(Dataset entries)
▬▬▬▬▬▬

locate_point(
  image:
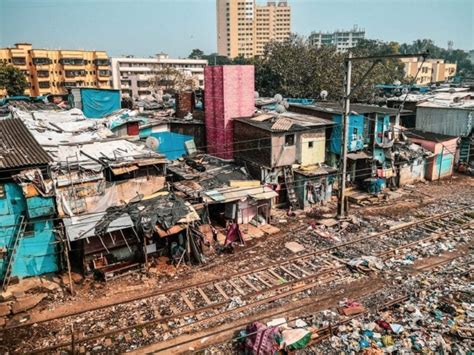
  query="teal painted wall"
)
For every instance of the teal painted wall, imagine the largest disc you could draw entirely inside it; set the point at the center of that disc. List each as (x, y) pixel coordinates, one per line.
(36, 253)
(446, 163)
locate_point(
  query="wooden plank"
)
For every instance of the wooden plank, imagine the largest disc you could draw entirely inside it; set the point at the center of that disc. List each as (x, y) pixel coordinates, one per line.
(204, 296)
(221, 291)
(309, 263)
(262, 281)
(337, 259)
(289, 272)
(304, 272)
(234, 285)
(187, 301)
(249, 284)
(278, 277)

▬▬▬▬▬▬

- **DESCRIPTION OF THE TASK**:
Only lines that hold the string "query" belong in the answer, so copy every one of them from the records.

- **ANSWER SECTION**:
  query="teal painted wall"
  query="wooden plank"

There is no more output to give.